_Task instructions:_
Render the part of the entries below that opens with the line containing "the blue scrub" and closes with the line containing "[(688, 700)]", both ends included, as a Markdown table with the columns Row and Line text, one numbered row per line and blank lines left out.

_Data rows:_
[Start]

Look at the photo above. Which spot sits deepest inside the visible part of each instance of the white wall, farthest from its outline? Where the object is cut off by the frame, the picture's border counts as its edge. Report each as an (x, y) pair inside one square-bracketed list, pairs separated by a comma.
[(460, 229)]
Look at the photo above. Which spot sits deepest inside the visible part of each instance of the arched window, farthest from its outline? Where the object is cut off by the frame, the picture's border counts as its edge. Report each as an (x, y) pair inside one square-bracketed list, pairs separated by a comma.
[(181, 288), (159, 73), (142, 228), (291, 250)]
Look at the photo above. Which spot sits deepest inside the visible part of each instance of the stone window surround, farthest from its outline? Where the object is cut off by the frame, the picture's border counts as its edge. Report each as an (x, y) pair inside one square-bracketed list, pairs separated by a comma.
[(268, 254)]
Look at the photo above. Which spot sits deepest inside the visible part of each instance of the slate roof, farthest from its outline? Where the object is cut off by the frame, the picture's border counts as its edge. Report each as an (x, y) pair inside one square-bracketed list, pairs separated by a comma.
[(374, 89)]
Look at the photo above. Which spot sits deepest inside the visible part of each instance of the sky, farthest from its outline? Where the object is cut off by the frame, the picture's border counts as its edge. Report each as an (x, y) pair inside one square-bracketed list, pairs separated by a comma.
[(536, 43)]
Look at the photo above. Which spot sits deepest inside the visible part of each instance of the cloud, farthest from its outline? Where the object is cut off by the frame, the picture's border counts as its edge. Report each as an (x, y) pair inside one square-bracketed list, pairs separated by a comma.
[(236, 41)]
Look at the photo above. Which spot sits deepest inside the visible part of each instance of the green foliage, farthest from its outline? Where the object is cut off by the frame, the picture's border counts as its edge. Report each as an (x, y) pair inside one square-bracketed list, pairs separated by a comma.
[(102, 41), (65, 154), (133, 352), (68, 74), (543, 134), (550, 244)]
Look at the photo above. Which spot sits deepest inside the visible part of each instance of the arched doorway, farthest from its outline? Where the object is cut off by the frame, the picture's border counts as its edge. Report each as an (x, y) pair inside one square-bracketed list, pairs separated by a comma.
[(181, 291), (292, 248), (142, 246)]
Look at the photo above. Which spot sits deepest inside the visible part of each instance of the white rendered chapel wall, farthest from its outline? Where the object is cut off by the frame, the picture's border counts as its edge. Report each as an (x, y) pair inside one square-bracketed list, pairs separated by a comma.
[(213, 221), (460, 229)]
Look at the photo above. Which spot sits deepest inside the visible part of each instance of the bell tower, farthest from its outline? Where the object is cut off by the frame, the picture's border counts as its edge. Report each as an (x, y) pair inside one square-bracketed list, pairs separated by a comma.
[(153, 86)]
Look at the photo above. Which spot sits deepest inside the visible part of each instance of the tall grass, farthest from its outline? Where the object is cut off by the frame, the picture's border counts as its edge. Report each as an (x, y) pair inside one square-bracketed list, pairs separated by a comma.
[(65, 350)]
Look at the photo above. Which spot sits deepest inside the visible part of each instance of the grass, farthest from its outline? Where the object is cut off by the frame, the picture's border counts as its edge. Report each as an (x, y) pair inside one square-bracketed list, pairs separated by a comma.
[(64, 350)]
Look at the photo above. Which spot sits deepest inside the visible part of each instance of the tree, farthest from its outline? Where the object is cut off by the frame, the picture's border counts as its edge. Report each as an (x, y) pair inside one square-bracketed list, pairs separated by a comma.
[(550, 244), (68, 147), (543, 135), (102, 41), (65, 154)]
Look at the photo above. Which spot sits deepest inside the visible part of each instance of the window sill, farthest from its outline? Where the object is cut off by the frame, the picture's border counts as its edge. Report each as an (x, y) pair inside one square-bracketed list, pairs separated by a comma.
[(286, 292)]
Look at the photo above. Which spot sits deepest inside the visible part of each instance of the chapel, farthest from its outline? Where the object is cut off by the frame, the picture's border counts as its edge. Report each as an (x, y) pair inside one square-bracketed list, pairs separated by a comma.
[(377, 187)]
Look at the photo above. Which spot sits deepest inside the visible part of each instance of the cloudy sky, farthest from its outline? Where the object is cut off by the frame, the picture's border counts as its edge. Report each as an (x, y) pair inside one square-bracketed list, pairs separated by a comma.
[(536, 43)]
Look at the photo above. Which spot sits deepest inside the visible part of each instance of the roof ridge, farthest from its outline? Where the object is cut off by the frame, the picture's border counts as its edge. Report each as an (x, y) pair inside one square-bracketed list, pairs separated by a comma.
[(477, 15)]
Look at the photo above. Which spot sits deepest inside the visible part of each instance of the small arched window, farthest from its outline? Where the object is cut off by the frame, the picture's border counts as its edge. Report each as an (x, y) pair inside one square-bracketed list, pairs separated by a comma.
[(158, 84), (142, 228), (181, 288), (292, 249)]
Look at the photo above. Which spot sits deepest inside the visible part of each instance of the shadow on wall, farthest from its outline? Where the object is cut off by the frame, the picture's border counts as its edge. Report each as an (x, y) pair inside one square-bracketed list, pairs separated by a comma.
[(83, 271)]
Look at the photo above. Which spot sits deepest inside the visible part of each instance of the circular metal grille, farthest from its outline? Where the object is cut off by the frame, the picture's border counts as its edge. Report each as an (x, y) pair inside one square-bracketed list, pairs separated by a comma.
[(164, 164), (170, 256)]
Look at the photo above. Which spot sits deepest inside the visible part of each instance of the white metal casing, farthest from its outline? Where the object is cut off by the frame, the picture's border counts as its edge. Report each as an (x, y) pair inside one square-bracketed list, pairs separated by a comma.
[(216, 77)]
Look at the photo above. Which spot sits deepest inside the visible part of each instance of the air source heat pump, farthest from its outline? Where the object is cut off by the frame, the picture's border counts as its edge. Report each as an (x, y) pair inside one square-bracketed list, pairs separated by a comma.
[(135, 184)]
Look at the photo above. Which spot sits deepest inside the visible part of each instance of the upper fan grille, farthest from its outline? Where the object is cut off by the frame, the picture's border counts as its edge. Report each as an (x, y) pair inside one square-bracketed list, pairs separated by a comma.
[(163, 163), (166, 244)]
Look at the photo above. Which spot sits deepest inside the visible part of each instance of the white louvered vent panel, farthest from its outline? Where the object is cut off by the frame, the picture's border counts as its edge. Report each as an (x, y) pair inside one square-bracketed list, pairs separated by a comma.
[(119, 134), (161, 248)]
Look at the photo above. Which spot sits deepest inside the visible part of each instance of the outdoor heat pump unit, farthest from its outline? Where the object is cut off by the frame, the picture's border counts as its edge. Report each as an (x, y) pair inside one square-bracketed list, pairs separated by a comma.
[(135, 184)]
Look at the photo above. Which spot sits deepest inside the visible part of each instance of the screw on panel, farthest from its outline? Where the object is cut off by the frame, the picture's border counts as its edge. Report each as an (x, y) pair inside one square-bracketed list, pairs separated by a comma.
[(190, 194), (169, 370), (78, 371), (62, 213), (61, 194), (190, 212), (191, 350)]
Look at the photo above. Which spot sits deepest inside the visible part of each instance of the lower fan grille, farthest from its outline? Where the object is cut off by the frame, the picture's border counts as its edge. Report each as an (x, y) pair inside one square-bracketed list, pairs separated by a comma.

[End]
[Start]

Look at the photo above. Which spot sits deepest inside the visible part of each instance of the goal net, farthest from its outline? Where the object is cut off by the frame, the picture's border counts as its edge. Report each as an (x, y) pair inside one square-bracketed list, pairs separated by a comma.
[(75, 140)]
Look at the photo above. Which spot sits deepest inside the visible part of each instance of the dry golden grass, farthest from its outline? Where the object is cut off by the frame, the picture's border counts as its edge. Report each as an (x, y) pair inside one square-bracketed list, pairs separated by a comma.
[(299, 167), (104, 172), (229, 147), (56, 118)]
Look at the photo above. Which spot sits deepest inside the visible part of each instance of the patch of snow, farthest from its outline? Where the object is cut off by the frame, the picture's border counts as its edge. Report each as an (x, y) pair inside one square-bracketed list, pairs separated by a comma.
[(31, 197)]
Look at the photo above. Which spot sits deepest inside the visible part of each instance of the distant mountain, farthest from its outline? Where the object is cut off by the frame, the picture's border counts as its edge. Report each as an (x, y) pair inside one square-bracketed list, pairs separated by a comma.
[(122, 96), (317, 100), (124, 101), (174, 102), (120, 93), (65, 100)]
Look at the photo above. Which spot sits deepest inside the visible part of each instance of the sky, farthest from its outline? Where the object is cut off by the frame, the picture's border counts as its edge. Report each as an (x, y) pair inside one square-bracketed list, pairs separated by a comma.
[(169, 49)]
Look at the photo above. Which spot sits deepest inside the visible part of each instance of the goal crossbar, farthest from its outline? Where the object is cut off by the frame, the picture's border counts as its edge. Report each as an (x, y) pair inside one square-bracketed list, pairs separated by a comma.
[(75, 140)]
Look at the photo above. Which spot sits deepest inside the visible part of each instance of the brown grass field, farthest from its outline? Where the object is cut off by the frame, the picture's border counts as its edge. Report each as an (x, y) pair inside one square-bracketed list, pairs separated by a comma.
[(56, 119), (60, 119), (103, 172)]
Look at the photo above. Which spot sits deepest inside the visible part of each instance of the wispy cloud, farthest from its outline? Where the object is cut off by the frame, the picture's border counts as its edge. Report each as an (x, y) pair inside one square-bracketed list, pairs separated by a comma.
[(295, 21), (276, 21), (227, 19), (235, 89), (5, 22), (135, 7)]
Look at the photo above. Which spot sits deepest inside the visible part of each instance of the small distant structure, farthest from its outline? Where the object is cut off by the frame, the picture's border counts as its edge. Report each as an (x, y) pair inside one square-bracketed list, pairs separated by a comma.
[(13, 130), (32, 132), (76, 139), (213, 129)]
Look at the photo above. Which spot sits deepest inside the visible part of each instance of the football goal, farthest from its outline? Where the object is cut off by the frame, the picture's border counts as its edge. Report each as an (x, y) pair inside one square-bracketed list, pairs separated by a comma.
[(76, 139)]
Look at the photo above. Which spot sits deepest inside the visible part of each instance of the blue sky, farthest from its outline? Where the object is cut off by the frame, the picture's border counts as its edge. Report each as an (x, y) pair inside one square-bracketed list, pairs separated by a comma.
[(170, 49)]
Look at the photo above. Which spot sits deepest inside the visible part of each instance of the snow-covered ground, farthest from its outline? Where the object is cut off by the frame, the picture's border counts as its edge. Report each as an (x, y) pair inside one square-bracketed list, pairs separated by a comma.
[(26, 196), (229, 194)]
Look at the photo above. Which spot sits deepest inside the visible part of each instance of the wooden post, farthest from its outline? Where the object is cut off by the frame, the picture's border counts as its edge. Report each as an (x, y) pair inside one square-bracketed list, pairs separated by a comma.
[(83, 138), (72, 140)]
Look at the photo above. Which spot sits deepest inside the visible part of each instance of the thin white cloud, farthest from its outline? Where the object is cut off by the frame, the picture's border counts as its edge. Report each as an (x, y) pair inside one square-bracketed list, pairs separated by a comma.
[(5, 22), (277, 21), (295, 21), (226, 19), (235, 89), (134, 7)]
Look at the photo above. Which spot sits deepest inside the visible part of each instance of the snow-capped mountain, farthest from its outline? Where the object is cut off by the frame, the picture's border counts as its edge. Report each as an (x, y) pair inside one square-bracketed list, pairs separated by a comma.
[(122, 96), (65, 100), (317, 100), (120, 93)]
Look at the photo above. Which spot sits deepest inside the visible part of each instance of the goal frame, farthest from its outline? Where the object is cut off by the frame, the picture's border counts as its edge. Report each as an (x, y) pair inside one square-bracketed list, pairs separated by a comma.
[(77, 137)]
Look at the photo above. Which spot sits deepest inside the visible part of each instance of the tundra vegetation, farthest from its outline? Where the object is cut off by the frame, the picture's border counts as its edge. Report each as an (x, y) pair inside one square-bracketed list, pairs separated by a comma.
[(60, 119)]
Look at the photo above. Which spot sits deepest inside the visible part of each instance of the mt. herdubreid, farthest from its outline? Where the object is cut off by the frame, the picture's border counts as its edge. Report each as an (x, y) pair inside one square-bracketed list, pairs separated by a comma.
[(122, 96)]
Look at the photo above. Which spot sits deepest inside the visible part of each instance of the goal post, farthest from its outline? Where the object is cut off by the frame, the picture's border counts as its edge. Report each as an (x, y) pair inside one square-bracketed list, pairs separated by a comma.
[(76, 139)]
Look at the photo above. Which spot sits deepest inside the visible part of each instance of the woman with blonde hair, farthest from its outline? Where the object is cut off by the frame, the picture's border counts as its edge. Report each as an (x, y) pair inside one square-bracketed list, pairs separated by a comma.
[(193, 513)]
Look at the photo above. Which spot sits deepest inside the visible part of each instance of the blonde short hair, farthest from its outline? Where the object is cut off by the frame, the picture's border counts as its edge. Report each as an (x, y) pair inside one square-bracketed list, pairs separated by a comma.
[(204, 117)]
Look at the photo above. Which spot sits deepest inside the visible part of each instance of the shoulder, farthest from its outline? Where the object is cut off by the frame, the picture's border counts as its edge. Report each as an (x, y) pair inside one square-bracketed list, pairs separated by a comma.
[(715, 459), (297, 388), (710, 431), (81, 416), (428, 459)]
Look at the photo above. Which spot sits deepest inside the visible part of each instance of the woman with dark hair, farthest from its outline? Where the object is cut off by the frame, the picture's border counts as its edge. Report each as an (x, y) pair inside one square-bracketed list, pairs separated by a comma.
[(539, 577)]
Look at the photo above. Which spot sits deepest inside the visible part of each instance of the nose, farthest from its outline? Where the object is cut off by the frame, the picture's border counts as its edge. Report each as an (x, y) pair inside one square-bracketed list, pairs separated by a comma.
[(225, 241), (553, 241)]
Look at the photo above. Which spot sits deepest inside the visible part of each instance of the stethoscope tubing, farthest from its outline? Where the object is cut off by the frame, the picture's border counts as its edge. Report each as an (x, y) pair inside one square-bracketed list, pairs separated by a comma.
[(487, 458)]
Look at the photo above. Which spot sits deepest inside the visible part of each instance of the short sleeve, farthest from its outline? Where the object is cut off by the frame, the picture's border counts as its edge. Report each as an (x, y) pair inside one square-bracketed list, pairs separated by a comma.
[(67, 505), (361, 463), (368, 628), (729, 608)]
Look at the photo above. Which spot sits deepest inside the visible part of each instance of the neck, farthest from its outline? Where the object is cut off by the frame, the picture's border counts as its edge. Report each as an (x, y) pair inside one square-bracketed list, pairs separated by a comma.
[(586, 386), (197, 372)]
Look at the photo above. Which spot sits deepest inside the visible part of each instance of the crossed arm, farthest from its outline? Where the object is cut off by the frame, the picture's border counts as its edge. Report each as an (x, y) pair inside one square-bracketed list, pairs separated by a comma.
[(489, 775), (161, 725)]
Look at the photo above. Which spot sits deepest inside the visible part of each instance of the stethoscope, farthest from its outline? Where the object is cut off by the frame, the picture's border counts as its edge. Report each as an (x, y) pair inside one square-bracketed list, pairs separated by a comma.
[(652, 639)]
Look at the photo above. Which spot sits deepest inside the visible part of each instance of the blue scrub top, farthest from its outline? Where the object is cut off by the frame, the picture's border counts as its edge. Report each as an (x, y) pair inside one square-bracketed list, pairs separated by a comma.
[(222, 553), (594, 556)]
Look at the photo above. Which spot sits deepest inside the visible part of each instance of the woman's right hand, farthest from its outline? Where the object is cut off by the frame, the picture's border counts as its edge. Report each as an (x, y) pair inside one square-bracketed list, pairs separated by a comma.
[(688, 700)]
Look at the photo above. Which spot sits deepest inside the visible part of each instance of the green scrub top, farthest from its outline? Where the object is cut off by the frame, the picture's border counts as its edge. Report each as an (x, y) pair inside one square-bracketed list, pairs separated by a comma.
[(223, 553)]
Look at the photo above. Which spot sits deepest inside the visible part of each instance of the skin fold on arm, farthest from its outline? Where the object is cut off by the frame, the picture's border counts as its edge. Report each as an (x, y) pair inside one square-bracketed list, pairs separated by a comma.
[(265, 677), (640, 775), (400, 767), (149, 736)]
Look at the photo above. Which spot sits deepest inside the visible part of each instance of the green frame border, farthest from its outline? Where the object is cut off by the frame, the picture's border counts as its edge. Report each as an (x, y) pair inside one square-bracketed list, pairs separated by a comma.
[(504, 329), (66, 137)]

[End]

_Task answer:_
| Row | Line text |
|---|---|
| 1 | Look at the photo above. Which spot sits deepest inside the visible part of each instance of the blue scrub top, farthest from its outline? Where the object is cut off by the frame, the picture's border counts as its edge. Report each as an (x, y) pair inside one square-bracketed list, pairs separated by a comma. |
| 2 | [(222, 553), (594, 556)] |
| 3 | Look at the photo above. Which spot sits deepest inside the visible part of each instance of the woman's right hand, farthest from its outline? Where the object is cut off by the frame, the picture's border counts as its edge. Report each as an (x, y) pair inside one square-bracketed list, pairs separated by a comma. |
| 4 | [(688, 700)] |